● Exercise requirements
Every record below should appear in your answer, copied exactly.

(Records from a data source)
________________

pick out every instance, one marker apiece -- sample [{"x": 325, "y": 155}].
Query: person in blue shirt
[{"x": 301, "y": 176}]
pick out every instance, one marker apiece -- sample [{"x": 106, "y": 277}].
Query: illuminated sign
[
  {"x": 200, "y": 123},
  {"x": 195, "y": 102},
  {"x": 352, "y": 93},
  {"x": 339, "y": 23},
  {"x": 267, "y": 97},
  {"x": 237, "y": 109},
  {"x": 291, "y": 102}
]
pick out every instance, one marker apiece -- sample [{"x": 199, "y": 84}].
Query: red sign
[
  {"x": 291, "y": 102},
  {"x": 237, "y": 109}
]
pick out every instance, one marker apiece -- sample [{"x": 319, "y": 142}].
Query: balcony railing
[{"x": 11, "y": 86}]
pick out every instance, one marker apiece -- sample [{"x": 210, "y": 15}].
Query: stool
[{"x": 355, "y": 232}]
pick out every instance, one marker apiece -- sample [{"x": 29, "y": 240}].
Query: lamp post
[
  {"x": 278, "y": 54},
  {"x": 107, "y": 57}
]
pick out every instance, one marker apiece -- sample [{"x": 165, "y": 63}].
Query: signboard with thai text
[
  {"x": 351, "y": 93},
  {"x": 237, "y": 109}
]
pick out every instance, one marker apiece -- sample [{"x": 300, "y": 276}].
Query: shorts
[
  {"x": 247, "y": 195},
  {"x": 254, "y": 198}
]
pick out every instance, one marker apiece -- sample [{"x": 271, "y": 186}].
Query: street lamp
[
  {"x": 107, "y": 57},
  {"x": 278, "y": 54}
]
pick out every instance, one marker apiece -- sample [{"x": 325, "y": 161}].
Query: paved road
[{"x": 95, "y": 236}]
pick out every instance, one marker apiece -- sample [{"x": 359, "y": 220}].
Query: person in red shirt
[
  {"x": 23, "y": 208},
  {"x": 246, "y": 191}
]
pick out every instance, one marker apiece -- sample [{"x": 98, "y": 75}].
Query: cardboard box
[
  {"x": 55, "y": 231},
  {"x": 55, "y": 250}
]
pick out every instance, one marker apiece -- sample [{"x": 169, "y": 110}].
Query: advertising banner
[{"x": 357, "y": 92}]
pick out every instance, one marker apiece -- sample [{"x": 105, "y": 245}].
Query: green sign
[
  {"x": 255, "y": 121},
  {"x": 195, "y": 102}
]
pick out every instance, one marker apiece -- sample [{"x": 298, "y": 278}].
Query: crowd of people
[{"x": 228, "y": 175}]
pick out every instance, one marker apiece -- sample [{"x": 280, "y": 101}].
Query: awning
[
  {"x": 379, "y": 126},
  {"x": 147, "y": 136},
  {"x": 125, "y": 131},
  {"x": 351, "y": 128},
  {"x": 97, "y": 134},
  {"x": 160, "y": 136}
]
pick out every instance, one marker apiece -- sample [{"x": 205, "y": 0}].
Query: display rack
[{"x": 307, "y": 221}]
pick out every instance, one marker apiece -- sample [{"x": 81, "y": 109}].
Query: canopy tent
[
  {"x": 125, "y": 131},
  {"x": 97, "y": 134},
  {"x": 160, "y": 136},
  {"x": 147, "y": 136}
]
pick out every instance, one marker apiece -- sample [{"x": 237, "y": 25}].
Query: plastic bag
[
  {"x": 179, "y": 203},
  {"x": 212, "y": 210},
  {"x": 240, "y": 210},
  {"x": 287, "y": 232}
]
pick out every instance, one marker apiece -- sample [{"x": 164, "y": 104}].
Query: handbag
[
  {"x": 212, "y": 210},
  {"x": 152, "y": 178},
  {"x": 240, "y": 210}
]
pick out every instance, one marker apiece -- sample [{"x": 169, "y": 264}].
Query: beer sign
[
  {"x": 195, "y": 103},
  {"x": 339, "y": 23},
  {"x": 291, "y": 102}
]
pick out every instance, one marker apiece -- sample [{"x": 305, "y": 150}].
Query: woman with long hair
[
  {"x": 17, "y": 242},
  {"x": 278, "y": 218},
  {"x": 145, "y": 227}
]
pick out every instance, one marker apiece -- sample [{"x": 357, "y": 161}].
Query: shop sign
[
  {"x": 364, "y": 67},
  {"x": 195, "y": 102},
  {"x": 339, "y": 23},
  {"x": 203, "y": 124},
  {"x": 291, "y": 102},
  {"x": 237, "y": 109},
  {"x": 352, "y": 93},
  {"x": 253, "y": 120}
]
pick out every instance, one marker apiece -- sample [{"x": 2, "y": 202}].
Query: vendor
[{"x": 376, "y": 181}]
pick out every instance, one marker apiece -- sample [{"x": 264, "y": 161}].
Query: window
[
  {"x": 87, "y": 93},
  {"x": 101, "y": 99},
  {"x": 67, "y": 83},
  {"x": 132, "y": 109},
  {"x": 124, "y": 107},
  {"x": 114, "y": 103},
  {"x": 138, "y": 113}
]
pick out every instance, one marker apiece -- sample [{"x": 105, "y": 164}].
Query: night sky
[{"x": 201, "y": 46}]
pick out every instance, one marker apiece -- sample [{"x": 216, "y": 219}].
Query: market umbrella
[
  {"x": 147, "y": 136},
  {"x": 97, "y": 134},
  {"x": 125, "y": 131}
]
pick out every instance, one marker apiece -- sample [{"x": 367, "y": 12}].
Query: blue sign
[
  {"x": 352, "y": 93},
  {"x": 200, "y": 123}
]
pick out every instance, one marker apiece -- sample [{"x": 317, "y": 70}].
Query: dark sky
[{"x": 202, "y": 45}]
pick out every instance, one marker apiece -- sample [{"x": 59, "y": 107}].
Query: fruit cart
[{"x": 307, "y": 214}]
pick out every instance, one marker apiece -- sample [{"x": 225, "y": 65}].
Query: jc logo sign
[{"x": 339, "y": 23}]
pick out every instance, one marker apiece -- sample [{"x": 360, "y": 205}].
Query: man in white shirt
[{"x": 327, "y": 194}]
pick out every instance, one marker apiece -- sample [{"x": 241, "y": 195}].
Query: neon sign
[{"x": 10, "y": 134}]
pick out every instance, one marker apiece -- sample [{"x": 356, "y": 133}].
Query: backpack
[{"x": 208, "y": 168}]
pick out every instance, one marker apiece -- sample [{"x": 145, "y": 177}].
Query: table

________________

● Output of the exercise
pick out every instance, one marker apiece -- sample [{"x": 325, "y": 155}].
Query: person in blue shirt
[{"x": 301, "y": 176}]
pick out every instance, one marker apiece -- sample [{"x": 106, "y": 277}].
Query: illuminated sign
[
  {"x": 200, "y": 123},
  {"x": 195, "y": 102},
  {"x": 352, "y": 93},
  {"x": 339, "y": 23},
  {"x": 267, "y": 97},
  {"x": 237, "y": 109},
  {"x": 291, "y": 102}
]
pick out every instance, one marker apiece -- sample [{"x": 199, "y": 84}].
Query: red sign
[
  {"x": 291, "y": 102},
  {"x": 237, "y": 109}
]
pick out every instance, one marker apiece -- sample [{"x": 319, "y": 142}].
Query: balcony railing
[{"x": 11, "y": 86}]
pick out every instance, one marker apiece -- sample [{"x": 210, "y": 15}].
Query: stool
[{"x": 355, "y": 232}]
pick out every instance, one marker apiece -- sample [{"x": 29, "y": 240}].
Query: lamp post
[
  {"x": 278, "y": 54},
  {"x": 107, "y": 57}
]
pick out every instance, one marker apiece -- sample [{"x": 165, "y": 63}].
Query: signboard with thai text
[
  {"x": 351, "y": 93},
  {"x": 237, "y": 109}
]
pick out every instance, one marker apiece -- sample [{"x": 300, "y": 276}].
Query: shorts
[
  {"x": 247, "y": 195},
  {"x": 254, "y": 198}
]
pick out every instance, one marker apiece -- sample [{"x": 271, "y": 186}].
Query: street lamp
[
  {"x": 107, "y": 57},
  {"x": 278, "y": 54}
]
pick out every instance, one marker apiece -- sample [{"x": 325, "y": 161}].
Query: paved road
[{"x": 95, "y": 236}]
pick out every instance, one marker apiece -- sample [{"x": 359, "y": 220}].
Query: person in red shirt
[
  {"x": 23, "y": 208},
  {"x": 246, "y": 191}
]
pick out every instance, one marker apiece -- sample [{"x": 98, "y": 75}].
Query: cardboard box
[
  {"x": 55, "y": 231},
  {"x": 55, "y": 250}
]
pick out every instance, one marker apiece -- sample [{"x": 169, "y": 110}].
Query: advertising banner
[{"x": 357, "y": 92}]
pick out every instance, one marker apiece -- sample [{"x": 105, "y": 245}].
Query: green sign
[
  {"x": 255, "y": 121},
  {"x": 195, "y": 102}
]
pick out every instance, one marker apiece -- sample [{"x": 298, "y": 278}].
Query: crowd of people
[{"x": 228, "y": 175}]
pick out every instance, one marker apiece -- sample [{"x": 280, "y": 101}].
Query: awning
[
  {"x": 379, "y": 126},
  {"x": 147, "y": 136},
  {"x": 125, "y": 131},
  {"x": 351, "y": 128},
  {"x": 97, "y": 134},
  {"x": 160, "y": 136}
]
pick out every instance, one marker apiece -- sample [{"x": 205, "y": 0}].
Query: display rack
[{"x": 307, "y": 221}]
pick out every instance, one marker apiece -- sample [{"x": 81, "y": 109}].
Query: canopy tent
[
  {"x": 125, "y": 131},
  {"x": 97, "y": 134},
  {"x": 160, "y": 136},
  {"x": 147, "y": 136}
]
pick out every instance, one marker apiece -- sample [{"x": 237, "y": 25}].
Query: plastic bag
[
  {"x": 179, "y": 203},
  {"x": 212, "y": 210},
  {"x": 240, "y": 210},
  {"x": 287, "y": 232}
]
pick out every instance, one marker apiece -- sample [{"x": 164, "y": 104}].
Query: handbag
[
  {"x": 212, "y": 210},
  {"x": 152, "y": 178},
  {"x": 240, "y": 210}
]
pick out every instance, one marker apiece -- sample [{"x": 169, "y": 264}].
Query: beer sign
[
  {"x": 195, "y": 103},
  {"x": 339, "y": 23},
  {"x": 291, "y": 102}
]
pick out every instance, one marker apiece -- sample [{"x": 305, "y": 150}].
Query: woman with long hair
[
  {"x": 17, "y": 242},
  {"x": 278, "y": 218},
  {"x": 145, "y": 227}
]
pick out every instance, one marker apiece -- sample [{"x": 357, "y": 161}].
Query: shop sign
[
  {"x": 364, "y": 67},
  {"x": 195, "y": 102},
  {"x": 339, "y": 23},
  {"x": 203, "y": 124},
  {"x": 291, "y": 102},
  {"x": 237, "y": 109},
  {"x": 352, "y": 93},
  {"x": 253, "y": 120}
]
pick out every instance, one marker apiece -- sample [{"x": 2, "y": 202}].
Query: vendor
[{"x": 376, "y": 181}]
pick out every instance, one marker apiece -- sample [{"x": 264, "y": 161}].
Query: window
[
  {"x": 87, "y": 93},
  {"x": 101, "y": 99},
  {"x": 67, "y": 83},
  {"x": 132, "y": 109},
  {"x": 124, "y": 107},
  {"x": 114, "y": 103},
  {"x": 138, "y": 113}
]
pick out every instance, one marker apiece -- sample [{"x": 105, "y": 164}].
Query: night sky
[{"x": 201, "y": 46}]
pick out every instance, one marker apiece -- sample [{"x": 216, "y": 219}].
Query: market umbrella
[
  {"x": 147, "y": 136},
  {"x": 97, "y": 134},
  {"x": 125, "y": 131}
]
pick out every instance, one marker apiece -- sample [{"x": 367, "y": 12}].
Query: blue sign
[
  {"x": 352, "y": 93},
  {"x": 200, "y": 123}
]
pick out every instance, one marker apiece -- sample [{"x": 317, "y": 70}].
Query: dark sky
[{"x": 202, "y": 45}]
pick out every instance, one marker apiece -- sample [{"x": 59, "y": 107}].
Query: fruit cart
[{"x": 307, "y": 214}]
pick out every instance, one marker apiece -- sample [{"x": 225, "y": 65}].
Query: jc logo sign
[{"x": 339, "y": 23}]
pick out every instance, one marker apiece -- sample [{"x": 360, "y": 205}].
Query: man in white shirt
[{"x": 327, "y": 194}]
pick out every instance, one marker apiece -- sample [{"x": 241, "y": 195}].
Query: neon sign
[{"x": 10, "y": 134}]
pick out every instance, one marker apiece -- sample [{"x": 356, "y": 133}].
Query: backpack
[{"x": 208, "y": 168}]
pick out every instance, one marker apiece -- sample [{"x": 145, "y": 177}].
Query: table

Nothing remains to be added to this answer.